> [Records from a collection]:
---------------
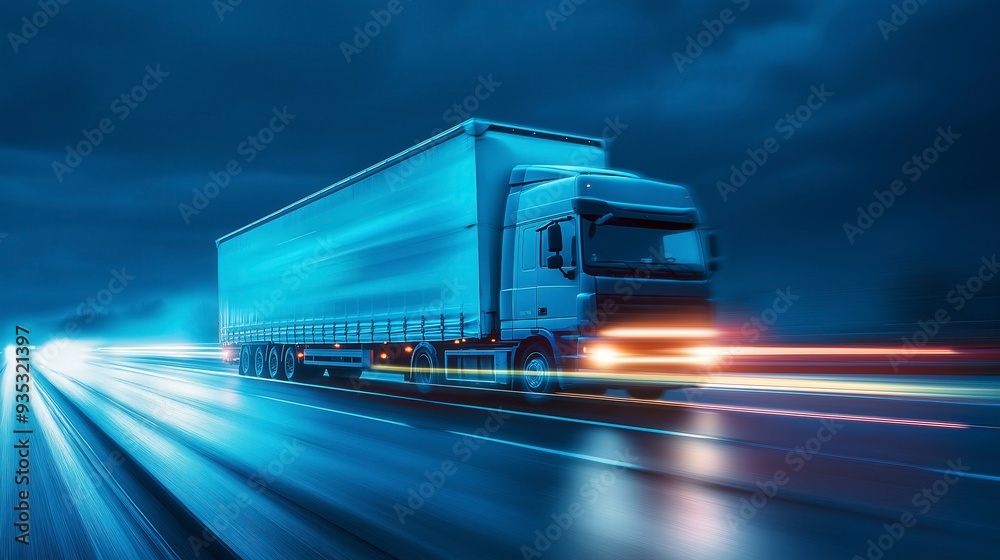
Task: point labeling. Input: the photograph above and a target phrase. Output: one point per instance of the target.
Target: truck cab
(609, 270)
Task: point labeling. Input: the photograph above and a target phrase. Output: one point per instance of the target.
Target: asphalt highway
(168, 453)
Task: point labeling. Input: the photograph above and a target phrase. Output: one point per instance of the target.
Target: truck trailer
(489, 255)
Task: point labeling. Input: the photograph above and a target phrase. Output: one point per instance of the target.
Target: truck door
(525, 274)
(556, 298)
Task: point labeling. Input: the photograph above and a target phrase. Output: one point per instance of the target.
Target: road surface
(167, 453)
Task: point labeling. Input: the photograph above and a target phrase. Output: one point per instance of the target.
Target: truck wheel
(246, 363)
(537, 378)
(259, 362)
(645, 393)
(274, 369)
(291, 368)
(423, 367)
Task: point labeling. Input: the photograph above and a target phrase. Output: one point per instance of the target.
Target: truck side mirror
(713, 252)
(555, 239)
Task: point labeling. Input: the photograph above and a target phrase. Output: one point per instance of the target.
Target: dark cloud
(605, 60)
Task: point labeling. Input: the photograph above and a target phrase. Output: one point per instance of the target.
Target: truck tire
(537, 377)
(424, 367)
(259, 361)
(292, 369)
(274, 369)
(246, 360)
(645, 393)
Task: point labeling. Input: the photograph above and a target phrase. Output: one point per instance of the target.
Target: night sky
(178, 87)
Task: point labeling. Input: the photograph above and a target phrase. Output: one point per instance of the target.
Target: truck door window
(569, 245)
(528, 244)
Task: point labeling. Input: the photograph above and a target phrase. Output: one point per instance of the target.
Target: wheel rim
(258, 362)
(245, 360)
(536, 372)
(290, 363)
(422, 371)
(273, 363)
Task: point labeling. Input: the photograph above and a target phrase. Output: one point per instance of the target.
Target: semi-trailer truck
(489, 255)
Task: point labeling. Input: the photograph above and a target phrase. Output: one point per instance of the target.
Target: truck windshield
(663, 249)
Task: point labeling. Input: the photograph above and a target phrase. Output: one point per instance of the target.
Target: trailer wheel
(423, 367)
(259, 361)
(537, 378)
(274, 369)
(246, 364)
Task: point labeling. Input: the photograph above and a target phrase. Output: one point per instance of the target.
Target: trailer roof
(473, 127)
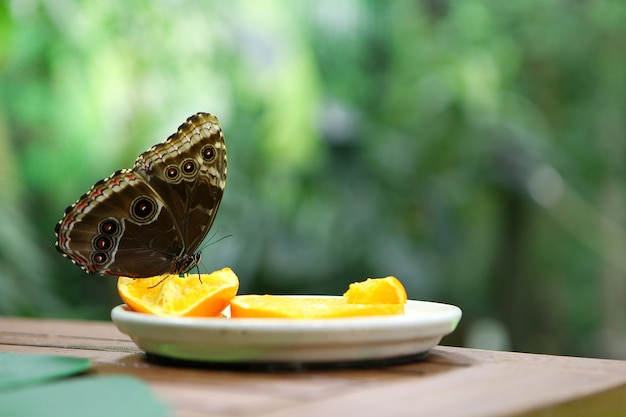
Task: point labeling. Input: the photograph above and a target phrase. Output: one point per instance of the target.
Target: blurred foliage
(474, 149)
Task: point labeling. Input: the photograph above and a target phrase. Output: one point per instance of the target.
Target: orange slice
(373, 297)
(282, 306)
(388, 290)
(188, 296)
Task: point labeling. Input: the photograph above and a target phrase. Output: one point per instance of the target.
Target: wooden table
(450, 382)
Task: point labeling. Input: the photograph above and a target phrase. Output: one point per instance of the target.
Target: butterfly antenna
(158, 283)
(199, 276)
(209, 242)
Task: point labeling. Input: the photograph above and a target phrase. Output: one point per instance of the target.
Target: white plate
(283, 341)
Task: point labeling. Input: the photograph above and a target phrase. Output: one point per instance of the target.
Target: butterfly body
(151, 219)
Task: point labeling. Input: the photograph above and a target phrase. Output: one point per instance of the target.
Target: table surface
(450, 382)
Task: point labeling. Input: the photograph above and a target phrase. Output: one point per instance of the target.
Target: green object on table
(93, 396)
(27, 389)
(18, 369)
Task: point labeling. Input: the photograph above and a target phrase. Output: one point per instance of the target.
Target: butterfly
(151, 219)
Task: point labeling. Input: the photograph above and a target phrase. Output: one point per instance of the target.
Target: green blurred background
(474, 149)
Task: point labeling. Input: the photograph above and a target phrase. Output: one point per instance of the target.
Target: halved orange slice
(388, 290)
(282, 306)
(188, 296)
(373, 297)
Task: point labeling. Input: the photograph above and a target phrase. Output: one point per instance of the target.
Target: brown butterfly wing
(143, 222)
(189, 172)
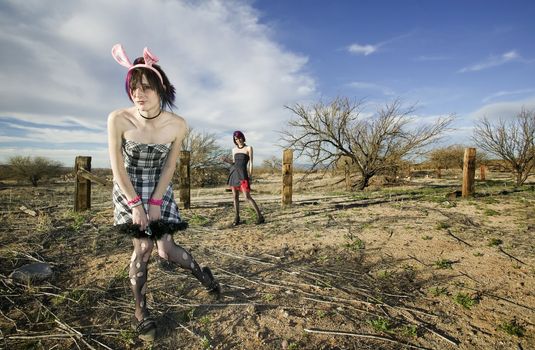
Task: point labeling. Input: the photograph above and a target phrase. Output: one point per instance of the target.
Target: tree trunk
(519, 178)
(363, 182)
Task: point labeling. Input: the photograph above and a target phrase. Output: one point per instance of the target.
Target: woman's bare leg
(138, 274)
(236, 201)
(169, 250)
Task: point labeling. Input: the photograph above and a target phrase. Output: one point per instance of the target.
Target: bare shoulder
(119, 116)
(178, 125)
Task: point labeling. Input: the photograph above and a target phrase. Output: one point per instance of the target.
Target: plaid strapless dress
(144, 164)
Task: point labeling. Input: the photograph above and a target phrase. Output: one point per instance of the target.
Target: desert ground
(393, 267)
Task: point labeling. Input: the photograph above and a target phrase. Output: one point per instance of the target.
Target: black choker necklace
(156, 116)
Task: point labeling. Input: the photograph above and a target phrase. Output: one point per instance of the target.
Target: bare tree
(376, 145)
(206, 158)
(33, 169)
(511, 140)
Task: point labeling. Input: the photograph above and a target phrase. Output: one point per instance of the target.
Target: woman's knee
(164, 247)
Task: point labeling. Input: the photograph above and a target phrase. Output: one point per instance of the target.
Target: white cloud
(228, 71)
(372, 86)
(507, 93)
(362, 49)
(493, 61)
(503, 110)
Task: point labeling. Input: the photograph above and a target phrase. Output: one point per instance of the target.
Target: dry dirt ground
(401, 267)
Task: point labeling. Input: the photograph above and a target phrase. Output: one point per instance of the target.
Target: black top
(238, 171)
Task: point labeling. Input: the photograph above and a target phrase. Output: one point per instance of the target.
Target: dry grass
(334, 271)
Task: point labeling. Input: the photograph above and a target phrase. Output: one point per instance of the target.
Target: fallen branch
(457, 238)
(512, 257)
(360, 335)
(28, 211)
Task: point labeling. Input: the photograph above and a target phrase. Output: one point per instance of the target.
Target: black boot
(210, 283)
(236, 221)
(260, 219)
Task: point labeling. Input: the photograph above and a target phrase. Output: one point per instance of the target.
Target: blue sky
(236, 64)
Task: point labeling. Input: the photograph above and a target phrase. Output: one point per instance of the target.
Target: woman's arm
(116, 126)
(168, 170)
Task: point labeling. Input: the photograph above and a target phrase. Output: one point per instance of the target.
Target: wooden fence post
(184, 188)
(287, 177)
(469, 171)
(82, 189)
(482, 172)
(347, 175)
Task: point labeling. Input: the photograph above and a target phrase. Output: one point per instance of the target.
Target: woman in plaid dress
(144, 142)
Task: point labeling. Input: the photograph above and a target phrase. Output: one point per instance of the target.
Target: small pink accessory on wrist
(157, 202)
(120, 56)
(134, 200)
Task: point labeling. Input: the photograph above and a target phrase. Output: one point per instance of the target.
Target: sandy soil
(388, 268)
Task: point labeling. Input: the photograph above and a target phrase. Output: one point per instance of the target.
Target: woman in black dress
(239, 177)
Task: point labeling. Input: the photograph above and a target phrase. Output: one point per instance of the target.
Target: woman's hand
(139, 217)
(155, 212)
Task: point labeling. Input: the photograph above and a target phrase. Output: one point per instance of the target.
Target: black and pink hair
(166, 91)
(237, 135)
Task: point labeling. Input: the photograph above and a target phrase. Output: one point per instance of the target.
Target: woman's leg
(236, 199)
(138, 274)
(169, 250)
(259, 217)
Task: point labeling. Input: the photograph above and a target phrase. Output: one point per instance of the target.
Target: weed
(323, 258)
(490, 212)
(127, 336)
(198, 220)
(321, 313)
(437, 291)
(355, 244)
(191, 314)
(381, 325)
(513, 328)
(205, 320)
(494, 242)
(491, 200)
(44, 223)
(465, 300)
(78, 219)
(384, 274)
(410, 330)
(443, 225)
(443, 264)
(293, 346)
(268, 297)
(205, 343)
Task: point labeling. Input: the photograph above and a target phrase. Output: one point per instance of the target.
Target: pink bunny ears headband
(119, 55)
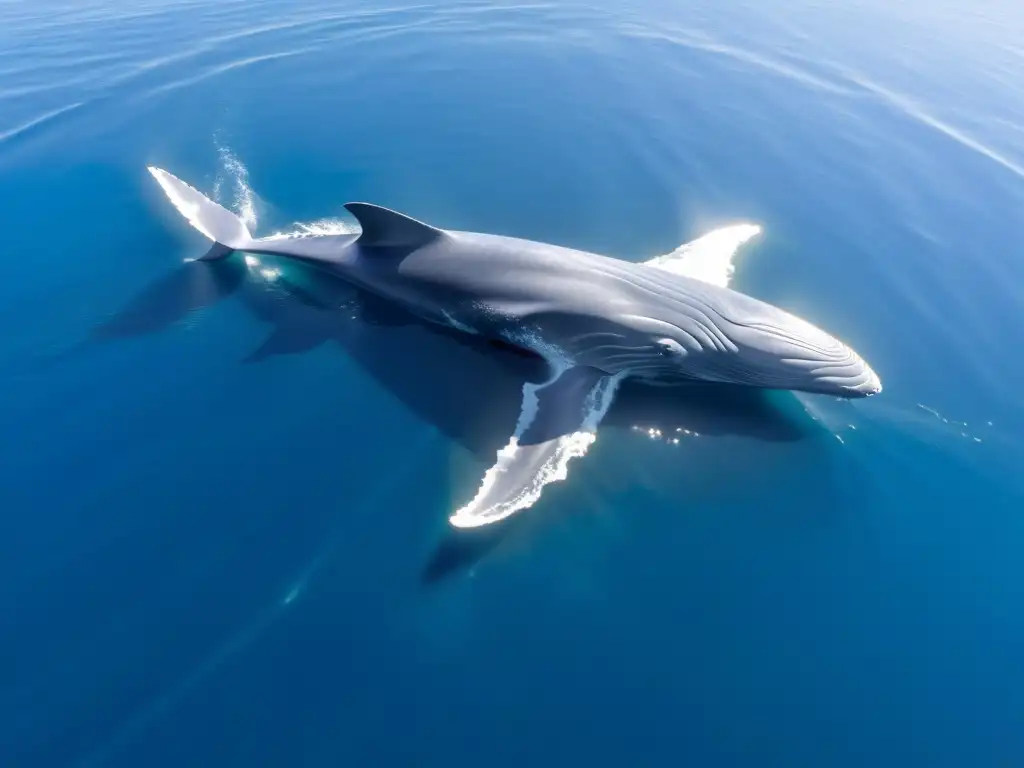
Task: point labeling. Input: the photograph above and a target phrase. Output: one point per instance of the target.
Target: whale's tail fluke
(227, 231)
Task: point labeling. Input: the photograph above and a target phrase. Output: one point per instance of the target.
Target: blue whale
---------------
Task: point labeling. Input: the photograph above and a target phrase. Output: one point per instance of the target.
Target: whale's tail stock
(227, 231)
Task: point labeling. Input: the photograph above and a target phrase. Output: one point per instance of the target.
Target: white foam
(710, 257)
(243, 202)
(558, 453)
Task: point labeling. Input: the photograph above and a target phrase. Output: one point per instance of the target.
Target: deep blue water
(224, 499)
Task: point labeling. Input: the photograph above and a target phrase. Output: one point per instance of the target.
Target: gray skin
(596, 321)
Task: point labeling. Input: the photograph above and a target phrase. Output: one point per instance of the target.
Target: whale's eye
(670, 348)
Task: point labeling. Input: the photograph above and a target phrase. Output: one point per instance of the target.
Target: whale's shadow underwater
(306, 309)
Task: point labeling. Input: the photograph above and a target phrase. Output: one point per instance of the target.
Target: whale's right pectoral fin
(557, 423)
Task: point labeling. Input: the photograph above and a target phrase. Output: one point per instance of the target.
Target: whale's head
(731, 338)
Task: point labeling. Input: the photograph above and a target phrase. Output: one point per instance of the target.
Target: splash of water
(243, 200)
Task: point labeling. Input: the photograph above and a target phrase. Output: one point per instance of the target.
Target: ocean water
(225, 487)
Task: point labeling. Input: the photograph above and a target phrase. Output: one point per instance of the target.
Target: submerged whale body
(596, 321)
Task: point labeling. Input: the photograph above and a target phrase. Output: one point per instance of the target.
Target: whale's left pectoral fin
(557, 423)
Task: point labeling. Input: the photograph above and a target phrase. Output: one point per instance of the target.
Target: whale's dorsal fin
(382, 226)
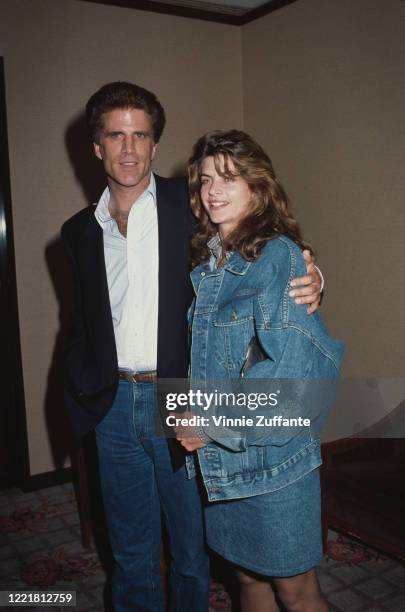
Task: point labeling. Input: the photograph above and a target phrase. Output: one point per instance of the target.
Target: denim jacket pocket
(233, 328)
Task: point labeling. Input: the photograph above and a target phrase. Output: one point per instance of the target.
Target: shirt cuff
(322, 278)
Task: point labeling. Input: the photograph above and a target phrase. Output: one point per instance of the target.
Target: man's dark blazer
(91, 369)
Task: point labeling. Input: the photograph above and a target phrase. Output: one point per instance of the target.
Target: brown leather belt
---------------
> [The problem]: List every line of the data above that contains the word "pectoral", copying each such line in full.

> [Answer below]:
Target: whale's right pectoral fin
Target: whale's left pectoral fin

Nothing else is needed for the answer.